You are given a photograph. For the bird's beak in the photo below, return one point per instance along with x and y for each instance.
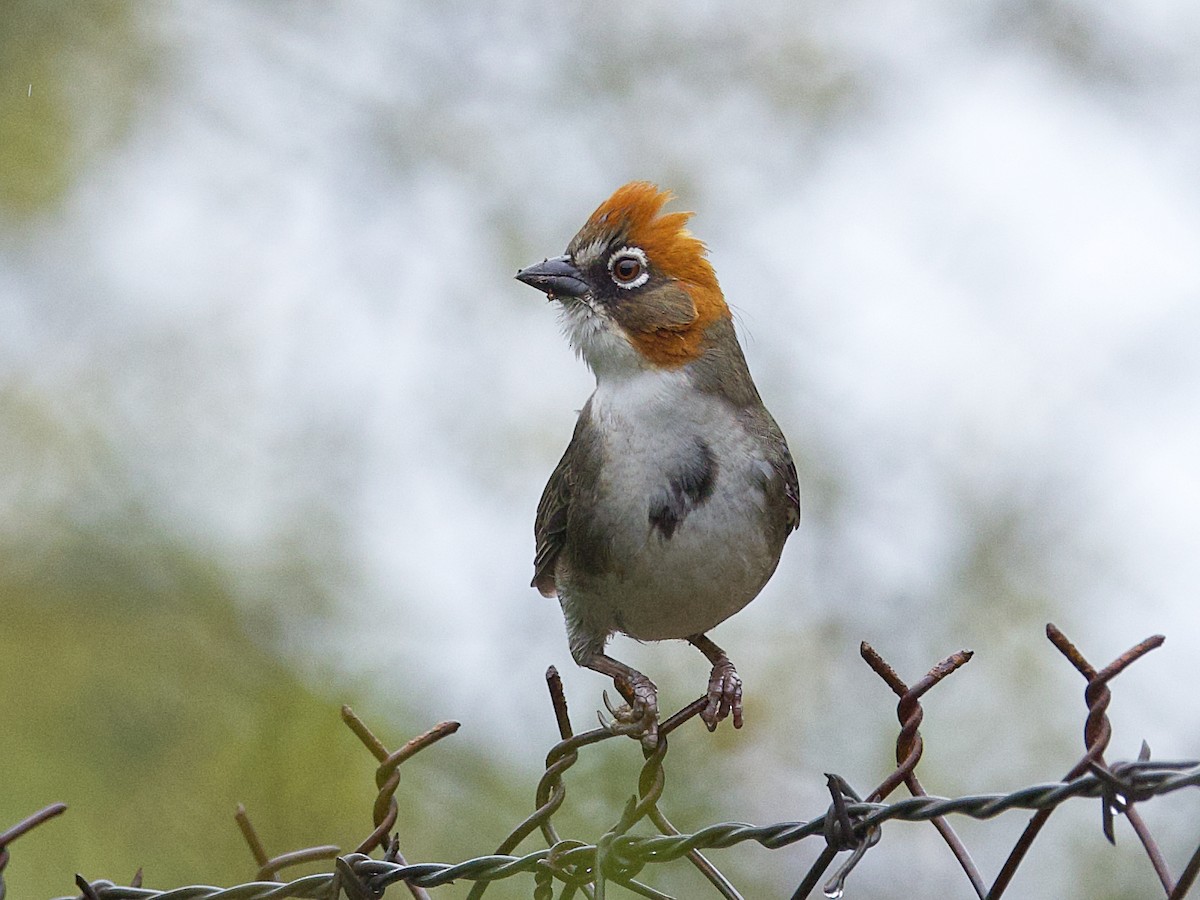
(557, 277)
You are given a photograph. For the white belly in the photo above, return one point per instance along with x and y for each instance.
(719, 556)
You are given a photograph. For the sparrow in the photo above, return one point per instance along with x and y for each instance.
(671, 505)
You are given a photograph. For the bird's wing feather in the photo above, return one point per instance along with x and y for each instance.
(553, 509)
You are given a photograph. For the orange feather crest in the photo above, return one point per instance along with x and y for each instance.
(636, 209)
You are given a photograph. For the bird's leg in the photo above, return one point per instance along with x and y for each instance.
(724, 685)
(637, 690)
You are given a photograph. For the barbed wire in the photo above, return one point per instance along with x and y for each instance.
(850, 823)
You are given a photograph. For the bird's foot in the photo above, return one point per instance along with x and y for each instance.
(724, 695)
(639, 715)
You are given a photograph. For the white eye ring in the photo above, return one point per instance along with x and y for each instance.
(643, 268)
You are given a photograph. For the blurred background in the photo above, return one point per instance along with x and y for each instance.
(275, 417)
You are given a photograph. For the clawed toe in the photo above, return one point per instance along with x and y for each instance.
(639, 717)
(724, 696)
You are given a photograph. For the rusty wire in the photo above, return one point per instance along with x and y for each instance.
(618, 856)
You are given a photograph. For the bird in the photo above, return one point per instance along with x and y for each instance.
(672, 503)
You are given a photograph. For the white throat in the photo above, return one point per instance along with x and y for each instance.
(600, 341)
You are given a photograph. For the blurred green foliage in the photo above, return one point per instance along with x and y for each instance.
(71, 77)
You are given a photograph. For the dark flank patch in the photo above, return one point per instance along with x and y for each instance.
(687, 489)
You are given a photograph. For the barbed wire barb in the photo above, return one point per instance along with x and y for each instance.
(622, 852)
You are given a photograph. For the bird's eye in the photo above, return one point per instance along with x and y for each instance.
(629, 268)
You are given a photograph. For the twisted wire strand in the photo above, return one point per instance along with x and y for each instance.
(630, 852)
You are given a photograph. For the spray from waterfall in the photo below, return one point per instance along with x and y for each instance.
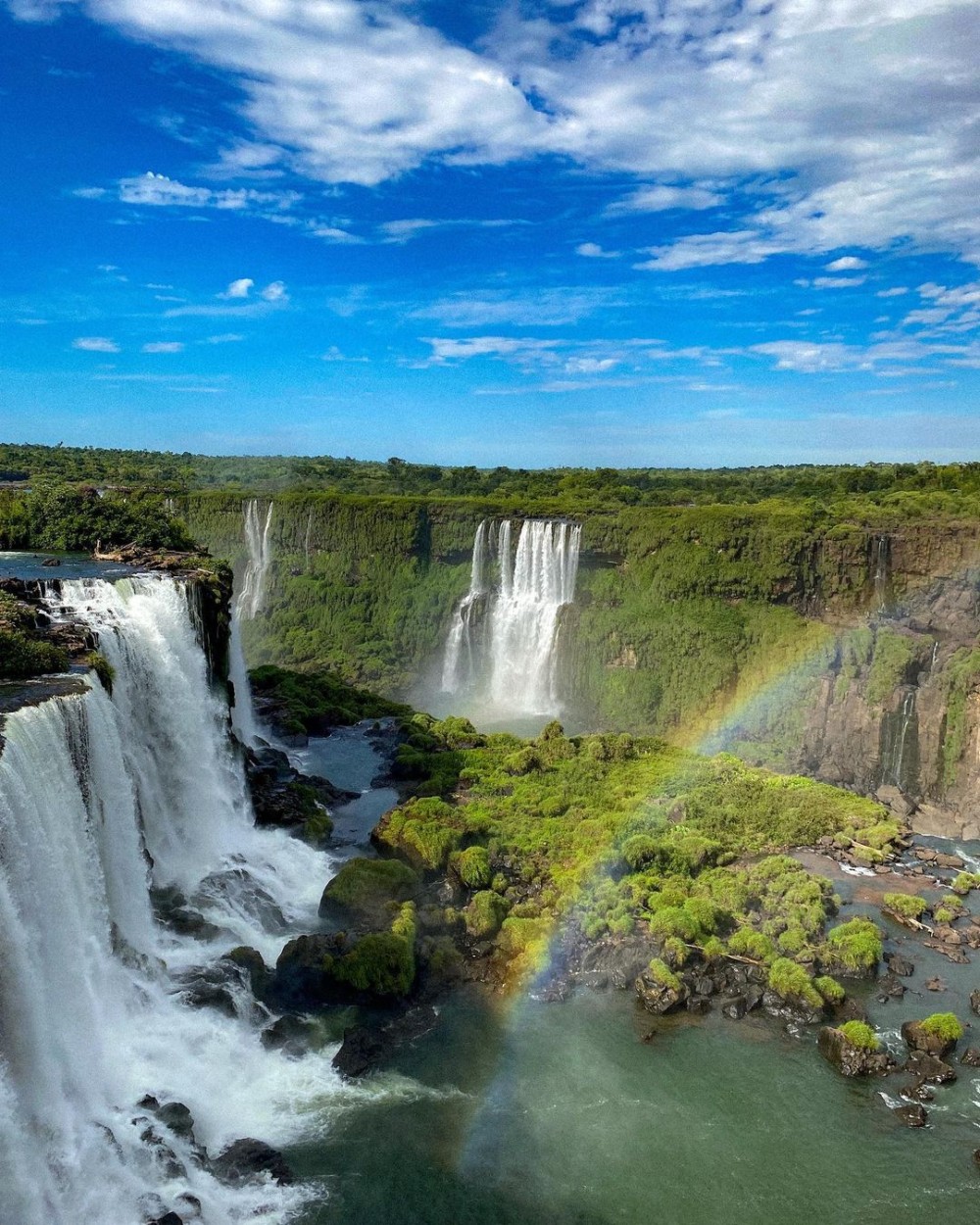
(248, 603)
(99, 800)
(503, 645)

**EXERCISE BRIEF:** Each record should be given again exactly, with no picture carried over.

**WRITTEN REPLY:**
You are given a photograph. For the bird's beak in the photo below, return one point per instance along with x and y for each instance.
(557, 277)
You are given a photograph. For the white belly in the photo above, return one point per instance along with x and y for each instance.
(719, 556)
You are given a photograph. For the sparrow in the photo above, return one point per instance along with x and y for each instance.
(671, 505)
You are given a photograph. For the bird's wing feather in the photo above, return one point per instance along with x and y for each instance.
(553, 509)
You are given a photograph. For the orange feather crest in the photo above, return one point per instance along with x and y for each instance.
(636, 209)
You are given a photograph. For the bird's leg in the photo above, return one point per instance along with x and y for each instance.
(724, 685)
(637, 690)
You are given a photograph. For the barbed wire in the photo above, return one point per instance along with x and y for each instance.
(850, 823)
You are given a photograph. For the bird's foot in the photo above, return one point per instance along with x and y for each instance.
(724, 695)
(639, 715)
You are given a photograph. For the white eye ring in the photo above, return one point per instance along with x and y for each instance.
(643, 268)
You are given a photograph. For the blurred background in the photo above, return one point per instance along with x and y for each instance.
(275, 417)
You are given a photograph. For the clawed toe in the photo above, return one point per instance along with x and y for each instance.
(639, 717)
(724, 696)
You are given a photograph. For the rusty wire in the photo above, return one point per instance along with x and y for each instance.
(618, 856)
You are given a photograph. For the bird in the photo above, return one point per instance along with x and y for each instance.
(672, 503)
You are given a photograph. For the white throat in the photo above, return one point per instance along with x and y for each instance.
(600, 341)
You are given a photograph. For the blurred green foliage in the photo above, return one point per instance along with x and y for each instance.
(71, 77)
You are given a photograph. For the dark flank patch in the photo above, return one point per instance along with x and y for each instance.
(687, 489)
You are given a photograph. For the barbed wire barb in the photo above, return one point per instance along with x and y for each instance.
(622, 852)
You are given a photograph. For the bird's eye in the photo above, return one point per instance along with x and y for each instance.
(629, 268)
You are given a photograph. For the twisted wire strand in the photo above, return one point per instance along with x and y for each instance.
(630, 852)
You are given a photograph. For the spray from waterfall in the photo below, return one point per instance along with x and y for each instance.
(248, 603)
(99, 800)
(503, 645)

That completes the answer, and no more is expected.